• WHAT YOU ARE ASKED TO DO: Render the records as a JSON list of strings, one string per line with blank lines omitted, covering only the lines from the one containing "Note: for this drill, mark the boat hull" through the end of the records, both ends included.

• EXTRACTED ENTRIES:
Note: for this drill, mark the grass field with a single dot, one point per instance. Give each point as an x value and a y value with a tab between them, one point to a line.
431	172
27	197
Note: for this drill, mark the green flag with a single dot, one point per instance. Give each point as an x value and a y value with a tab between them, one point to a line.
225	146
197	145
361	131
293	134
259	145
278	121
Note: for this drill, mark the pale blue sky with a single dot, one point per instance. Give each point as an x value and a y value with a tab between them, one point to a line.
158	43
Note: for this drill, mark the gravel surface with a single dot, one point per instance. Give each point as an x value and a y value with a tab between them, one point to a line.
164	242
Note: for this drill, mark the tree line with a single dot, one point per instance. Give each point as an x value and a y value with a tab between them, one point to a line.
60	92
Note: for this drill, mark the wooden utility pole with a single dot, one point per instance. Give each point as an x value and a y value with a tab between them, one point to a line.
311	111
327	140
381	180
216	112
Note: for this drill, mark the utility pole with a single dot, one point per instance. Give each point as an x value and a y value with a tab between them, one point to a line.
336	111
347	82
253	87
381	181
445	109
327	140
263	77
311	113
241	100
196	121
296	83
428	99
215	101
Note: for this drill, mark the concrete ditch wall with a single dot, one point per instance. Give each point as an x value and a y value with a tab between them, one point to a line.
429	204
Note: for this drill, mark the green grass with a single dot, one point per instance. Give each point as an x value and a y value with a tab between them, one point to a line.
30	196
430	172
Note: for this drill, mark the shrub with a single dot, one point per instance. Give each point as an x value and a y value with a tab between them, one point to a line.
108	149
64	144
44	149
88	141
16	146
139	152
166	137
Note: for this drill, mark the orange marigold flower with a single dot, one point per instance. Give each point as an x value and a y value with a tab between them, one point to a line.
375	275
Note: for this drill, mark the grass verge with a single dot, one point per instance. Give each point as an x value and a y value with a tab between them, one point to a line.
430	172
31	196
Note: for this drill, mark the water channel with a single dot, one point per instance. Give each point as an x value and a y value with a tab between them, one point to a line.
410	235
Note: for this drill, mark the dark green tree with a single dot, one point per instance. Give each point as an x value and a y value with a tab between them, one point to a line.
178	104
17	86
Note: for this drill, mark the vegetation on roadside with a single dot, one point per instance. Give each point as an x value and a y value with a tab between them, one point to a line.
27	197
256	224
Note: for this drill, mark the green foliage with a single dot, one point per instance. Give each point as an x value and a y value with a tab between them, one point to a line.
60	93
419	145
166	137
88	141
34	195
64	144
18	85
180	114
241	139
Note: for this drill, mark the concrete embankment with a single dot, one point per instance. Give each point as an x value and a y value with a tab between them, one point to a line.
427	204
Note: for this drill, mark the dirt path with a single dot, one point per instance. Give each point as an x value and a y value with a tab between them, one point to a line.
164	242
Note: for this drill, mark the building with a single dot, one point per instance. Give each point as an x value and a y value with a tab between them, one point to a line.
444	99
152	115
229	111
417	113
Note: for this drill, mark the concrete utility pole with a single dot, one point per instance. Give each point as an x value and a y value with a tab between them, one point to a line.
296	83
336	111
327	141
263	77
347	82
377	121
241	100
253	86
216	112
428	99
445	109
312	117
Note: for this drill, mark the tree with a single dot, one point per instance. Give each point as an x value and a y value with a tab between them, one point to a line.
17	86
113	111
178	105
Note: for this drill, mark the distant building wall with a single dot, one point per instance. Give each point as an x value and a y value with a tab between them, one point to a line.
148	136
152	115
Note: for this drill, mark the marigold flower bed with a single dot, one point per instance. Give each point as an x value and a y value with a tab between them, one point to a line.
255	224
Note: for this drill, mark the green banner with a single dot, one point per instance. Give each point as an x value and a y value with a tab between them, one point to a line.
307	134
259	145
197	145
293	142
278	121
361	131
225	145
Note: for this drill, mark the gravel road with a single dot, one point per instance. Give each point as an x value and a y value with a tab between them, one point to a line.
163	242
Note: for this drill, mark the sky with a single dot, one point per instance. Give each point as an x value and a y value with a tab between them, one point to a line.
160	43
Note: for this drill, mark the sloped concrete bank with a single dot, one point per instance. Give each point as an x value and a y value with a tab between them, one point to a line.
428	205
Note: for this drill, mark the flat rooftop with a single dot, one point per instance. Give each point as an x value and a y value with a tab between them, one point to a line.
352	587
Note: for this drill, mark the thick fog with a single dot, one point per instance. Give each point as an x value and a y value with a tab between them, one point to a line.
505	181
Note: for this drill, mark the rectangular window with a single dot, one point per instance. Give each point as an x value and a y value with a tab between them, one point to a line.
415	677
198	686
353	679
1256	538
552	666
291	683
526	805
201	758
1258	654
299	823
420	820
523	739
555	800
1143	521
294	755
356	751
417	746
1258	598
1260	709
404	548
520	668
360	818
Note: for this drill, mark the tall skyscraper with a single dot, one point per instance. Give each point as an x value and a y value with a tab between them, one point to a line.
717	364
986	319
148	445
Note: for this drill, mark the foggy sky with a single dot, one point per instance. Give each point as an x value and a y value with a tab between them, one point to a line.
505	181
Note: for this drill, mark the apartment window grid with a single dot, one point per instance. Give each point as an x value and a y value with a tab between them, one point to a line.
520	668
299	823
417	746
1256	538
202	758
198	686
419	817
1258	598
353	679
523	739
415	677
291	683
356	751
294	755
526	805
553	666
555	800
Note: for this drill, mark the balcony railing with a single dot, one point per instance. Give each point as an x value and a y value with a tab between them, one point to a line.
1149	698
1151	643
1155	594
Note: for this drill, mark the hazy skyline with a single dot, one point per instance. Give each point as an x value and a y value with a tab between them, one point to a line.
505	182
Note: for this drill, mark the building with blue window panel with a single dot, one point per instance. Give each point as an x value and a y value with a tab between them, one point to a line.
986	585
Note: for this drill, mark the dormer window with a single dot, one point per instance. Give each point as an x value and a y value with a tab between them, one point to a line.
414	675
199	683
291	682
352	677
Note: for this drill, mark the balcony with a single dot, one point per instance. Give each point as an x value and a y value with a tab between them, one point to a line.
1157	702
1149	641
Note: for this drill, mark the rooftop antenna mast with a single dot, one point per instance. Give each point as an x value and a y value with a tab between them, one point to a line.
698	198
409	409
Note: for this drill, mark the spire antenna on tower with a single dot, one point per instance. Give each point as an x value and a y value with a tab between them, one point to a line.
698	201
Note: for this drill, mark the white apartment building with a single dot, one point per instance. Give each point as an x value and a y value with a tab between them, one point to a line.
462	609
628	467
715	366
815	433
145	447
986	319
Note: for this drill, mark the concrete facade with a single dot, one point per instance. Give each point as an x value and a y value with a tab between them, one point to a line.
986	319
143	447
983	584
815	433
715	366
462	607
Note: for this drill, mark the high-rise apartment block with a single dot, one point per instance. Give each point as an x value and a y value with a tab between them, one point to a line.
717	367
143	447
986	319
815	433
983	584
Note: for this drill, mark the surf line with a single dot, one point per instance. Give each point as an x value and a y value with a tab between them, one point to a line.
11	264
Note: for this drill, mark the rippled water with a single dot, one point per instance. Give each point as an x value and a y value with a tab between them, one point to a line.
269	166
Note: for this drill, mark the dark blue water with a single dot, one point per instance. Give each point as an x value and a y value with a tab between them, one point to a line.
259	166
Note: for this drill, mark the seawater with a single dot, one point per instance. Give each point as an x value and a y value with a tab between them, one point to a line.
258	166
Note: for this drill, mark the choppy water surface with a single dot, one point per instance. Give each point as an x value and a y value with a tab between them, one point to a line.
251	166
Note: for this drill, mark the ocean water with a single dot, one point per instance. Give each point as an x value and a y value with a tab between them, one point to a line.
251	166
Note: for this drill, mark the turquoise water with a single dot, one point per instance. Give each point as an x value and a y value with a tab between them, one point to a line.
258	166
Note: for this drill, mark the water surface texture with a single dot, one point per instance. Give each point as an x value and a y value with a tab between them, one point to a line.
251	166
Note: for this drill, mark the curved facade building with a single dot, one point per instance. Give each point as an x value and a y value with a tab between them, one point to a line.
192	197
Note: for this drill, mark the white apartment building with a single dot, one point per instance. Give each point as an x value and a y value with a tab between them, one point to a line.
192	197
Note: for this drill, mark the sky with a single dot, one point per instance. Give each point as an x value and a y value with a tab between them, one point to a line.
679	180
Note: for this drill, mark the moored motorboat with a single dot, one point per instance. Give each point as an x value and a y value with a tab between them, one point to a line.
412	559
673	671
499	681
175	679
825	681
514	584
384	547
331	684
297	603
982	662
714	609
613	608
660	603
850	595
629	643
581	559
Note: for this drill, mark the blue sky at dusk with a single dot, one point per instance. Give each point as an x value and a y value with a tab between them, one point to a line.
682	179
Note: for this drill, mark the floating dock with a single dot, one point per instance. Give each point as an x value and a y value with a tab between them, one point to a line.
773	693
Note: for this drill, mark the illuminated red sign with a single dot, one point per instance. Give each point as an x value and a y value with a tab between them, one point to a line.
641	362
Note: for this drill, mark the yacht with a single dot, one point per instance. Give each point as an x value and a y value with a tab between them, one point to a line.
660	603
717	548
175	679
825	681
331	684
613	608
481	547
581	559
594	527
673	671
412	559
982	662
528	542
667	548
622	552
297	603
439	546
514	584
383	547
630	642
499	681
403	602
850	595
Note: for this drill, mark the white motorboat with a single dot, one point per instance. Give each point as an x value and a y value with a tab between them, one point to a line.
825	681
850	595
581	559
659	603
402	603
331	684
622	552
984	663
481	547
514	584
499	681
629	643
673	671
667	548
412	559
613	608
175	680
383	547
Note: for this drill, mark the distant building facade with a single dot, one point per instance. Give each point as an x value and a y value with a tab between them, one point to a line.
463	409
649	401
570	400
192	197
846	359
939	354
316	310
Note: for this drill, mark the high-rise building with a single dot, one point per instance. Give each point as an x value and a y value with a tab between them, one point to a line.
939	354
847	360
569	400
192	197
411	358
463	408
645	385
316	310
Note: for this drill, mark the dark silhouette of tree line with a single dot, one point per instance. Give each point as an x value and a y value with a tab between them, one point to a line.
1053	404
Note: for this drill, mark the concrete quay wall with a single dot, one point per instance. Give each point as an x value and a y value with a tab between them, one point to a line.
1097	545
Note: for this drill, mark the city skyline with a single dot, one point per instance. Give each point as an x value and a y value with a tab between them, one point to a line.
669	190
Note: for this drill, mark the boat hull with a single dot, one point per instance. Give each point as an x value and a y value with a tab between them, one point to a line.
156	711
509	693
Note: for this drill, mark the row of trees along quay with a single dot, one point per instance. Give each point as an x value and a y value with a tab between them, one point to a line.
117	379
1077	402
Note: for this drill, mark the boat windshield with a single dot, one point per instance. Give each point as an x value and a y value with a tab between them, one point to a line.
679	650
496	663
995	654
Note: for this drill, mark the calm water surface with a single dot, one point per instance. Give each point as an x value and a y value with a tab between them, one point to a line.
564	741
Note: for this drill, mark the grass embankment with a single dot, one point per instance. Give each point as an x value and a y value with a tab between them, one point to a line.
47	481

• OUTPUT BELOW:
[
  "Note: for this drill, mark the boat hull with a single dot, one point per instance. Give each point as an x value and a y value with a tab between them, one point to a line.",
  "156\t711",
  "509\t693",
  "Note: for this drill, mark the row of trees along quay with a single dot, one point per instance. Give each point as an x value and a y value with a tab between them, one point to a line.",
  "117\t379",
  "1077\t402",
  "Note: for this drill, mark the boat windshield with a single dot, one point per instance. Give each point as an x value and a y value with a tab between them, one point to a line.",
  "679\t650",
  "496\t663",
  "995\t654",
  "Note: for this drill, mark the calm water surface with a single dot, one point per instance. Give each point as an x value and a y value with a tab between them, one point to a line.",
  "564\t741",
  "Note: for this drill, mark the grass embankment with a single dot, one point per instance. Give each point as an x value and a y value with a tab between them, one point to a line.",
  "47\t481"
]